■ Task directions ■
The entries must be set down again word for word; no pictures belong in the copy.

(Stored data entries)
----

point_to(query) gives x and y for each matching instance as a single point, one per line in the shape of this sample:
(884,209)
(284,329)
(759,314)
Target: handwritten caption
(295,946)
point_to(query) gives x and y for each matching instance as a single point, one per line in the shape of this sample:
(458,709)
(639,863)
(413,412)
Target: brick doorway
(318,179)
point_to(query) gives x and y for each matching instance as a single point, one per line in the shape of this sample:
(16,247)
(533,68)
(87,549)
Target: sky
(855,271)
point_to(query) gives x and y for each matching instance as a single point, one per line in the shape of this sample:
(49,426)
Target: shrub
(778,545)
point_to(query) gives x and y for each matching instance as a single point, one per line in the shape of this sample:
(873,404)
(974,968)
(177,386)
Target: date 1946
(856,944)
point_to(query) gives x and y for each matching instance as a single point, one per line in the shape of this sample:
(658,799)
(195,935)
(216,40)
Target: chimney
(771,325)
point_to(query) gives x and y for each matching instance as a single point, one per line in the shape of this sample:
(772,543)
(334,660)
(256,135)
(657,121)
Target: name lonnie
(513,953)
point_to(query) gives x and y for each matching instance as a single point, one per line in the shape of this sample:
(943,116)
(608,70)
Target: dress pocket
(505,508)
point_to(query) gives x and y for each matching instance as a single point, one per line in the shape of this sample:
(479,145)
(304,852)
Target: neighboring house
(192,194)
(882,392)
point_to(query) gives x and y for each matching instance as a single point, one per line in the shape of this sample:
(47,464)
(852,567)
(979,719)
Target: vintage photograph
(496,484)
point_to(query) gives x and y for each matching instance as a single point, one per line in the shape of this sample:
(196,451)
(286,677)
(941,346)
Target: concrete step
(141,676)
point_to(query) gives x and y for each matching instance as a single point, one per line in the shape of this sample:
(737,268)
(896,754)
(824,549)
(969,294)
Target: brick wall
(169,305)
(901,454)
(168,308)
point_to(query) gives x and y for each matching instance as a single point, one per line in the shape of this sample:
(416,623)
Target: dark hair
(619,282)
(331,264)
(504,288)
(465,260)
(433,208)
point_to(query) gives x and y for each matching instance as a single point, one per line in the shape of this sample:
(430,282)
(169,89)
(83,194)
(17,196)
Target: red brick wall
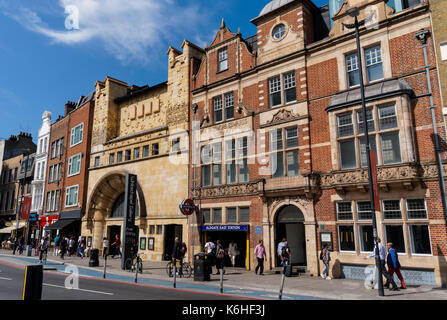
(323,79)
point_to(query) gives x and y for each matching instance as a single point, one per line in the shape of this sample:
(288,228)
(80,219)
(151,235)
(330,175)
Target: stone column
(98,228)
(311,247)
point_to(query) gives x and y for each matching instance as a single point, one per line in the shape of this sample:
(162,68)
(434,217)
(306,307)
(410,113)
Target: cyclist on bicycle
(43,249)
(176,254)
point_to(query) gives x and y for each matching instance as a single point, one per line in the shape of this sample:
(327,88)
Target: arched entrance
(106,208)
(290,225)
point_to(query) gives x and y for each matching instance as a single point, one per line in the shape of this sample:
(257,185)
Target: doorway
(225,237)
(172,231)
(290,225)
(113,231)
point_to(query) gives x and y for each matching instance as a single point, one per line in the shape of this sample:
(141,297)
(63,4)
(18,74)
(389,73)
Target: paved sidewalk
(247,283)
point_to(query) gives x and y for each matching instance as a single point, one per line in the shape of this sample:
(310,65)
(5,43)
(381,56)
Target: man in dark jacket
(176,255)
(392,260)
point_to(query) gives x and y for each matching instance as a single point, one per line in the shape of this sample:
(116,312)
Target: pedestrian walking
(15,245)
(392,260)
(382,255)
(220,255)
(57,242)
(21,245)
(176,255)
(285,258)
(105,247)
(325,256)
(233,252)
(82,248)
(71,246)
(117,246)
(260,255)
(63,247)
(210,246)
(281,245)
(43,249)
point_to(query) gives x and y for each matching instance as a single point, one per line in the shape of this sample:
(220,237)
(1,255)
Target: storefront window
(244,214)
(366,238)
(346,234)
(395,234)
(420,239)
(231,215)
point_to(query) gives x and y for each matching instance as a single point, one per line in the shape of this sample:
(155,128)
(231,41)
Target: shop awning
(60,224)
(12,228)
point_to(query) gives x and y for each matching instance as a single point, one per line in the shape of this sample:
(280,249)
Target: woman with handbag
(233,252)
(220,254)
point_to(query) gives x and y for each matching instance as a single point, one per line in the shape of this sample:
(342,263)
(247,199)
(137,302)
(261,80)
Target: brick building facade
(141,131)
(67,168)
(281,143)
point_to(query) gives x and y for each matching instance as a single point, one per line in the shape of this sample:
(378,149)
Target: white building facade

----

■ Output below ■
point_to(query) gives x and y for each matching instance as a single point, one per line in the shape of this sample:
(884,209)
(284,329)
(759,314)
Target: handwritten caption
(295,946)
point_to(query) gives x and y for each matching instance as a single point, one per line in the shape of this sample:
(458,709)
(639,863)
(413,412)
Target: brick doorway
(318,179)
point_to(query) gives x and y for each matching instance as a single point, one per line in the shape of this sample:
(16,247)
(533,68)
(87,549)
Target: sky
(855,271)
point_to(query) gives x and y for each matching instance as a single point, one per line in the shape of this sample:
(49,426)
Target: shrub
(778,545)
point_to(query) gives x and y for each matching instance as a single point, one per line in the shape of this sample:
(873,404)
(974,968)
(177,386)
Target: date 1946
(856,944)
point_to(query) gives x and y for each matching instance as a single point, one per line in the shape of this sample:
(658,799)
(195,935)
(216,40)
Target: chimney
(771,325)
point_to(query) gives x and y for each matching instance as a single point, one per line in the shape of this sample:
(772,543)
(334,660)
(256,135)
(657,121)
Target: name lonnie
(513,953)
point_to(query) gives x and y for each matching instance as a single point, one per line in the shape of this sample:
(943,116)
(608,70)
Target: dress pocket
(505,508)
point_to(query) gives x and y for each matching instance as a single point, one per line in the shape of this sample:
(479,145)
(304,852)
Target: neighboring house
(192,194)
(882,392)
point_to(query) gives x and y for each matching instance as a single point, one per line in the shape of this sample:
(47,464)
(852,567)
(979,719)
Target: vintage photograph
(496,484)
point_to(query) gives x and y for each matching instance as a single point, one per line in the shape of this sample:
(196,451)
(286,677)
(941,346)
Target: concrete step
(141,676)
point_to(query) gives x and y for each matching instance as a single point, one per line in the shape of this sample:
(737,268)
(896,754)
(824,549)
(969,294)
Target: brick wall
(169,305)
(901,454)
(168,308)
point_to(query) gives x and y for each matching instance as a single point, one per line in the shape of this sample:
(416,623)
Target: dark hair
(619,282)
(331,264)
(504,288)
(465,260)
(433,208)
point_to(query) gives x and y for each matching instance as a single point, one per line in the shape of this sample:
(430,282)
(169,89)
(83,194)
(17,196)
Target: red brick wall
(323,79)
point_to(query) gives x and y for each matching instance as a single point, one per line in the shape of this sample:
(288,228)
(80,219)
(151,235)
(330,175)
Target: stone column
(98,228)
(311,247)
point_to(query) gives x and y for each matching instance as a single point, one per line in the shape of this sample:
(162,68)
(434,217)
(306,307)
(410,113)
Target: cyclist on bicycle
(43,249)
(176,254)
point_to(query) gives x and y for each matching instance as a single point, one per line in the shape of this sample:
(327,88)
Target: arched entrance
(106,208)
(290,225)
point_to(query) gives x and y for each matching instance as a single point, one per line in the shape of this sample:
(257,185)
Target: doorway
(225,237)
(172,231)
(290,225)
(113,231)
point_to(query) gives x and y for each matching instance as a single point, one per line in the shape of this sample:
(141,297)
(63,4)
(18,74)
(389,73)
Target: paved sidewalk
(247,283)
point_to(query) gives x and y for each matching instance as a single point, one per line in the shape of this sample:
(310,65)
(5,43)
(381,56)
Target: man in dark jacket
(176,255)
(392,260)
point_to(query) gives x and y for each matching instance as a single point, one per line in the shape of this sample:
(116,312)
Target: pedestrian walking
(15,245)
(392,260)
(382,255)
(220,255)
(57,242)
(21,245)
(176,255)
(285,258)
(105,247)
(325,256)
(233,252)
(82,248)
(71,246)
(117,246)
(260,255)
(63,247)
(210,246)
(281,245)
(43,249)
point_to(query) gives x and y for each matching instance as a single point, one per line in the shape of this sample:
(220,237)
(1,255)
Target: storefront window
(244,214)
(366,238)
(346,234)
(395,234)
(420,239)
(231,215)
point_to(query) gives x and y for each matching instance as a single point, one per line in the shape of this sample:
(155,128)
(231,41)
Target: shop awning
(60,224)
(12,228)
point_to(query) gives x and y for each matching instance as a single point, one per line in the shape of this sample:
(280,249)
Target: woman with handbag
(233,252)
(220,254)
point_to(query) gives x and y for each matching instance as a single point, one per line in the shape of this sample:
(342,263)
(247,199)
(137,302)
(261,80)
Target: brick building facade
(141,131)
(67,168)
(281,143)
point_to(query) gives x and y for each matching instance as a single point, one per line in the shape of this sample:
(378,149)
Target: white building facade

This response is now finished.